(AIM)
Report each line of the items below that contains the word "blue".

▼▼▼

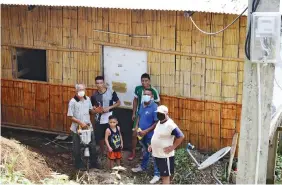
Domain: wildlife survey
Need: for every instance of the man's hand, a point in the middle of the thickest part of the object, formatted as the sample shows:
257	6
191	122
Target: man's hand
150	148
142	133
83	125
106	109
98	110
168	149
133	116
110	149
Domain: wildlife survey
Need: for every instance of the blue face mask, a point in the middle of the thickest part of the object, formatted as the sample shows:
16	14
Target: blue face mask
146	98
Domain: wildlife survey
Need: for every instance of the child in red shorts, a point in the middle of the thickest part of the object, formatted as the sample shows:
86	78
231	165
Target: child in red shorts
113	140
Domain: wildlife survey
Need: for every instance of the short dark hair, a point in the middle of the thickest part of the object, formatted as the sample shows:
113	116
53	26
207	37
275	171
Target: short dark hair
99	78
112	117
148	89
145	75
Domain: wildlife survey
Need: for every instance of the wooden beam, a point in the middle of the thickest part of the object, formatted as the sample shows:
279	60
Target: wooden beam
272	156
232	153
252	161
8	125
129	47
275	122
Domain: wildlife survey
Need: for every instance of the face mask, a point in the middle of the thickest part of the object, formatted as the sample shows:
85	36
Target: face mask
146	98
161	116
81	93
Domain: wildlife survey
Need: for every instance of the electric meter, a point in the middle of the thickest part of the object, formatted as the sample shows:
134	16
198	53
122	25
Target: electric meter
265	37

▲▲▲

(REPLY TO THE TASK)
Need: for every instance of the blue face mask, a point in the middle of the thickest part of the object, formatted as the sample shows:
Target: blue face mask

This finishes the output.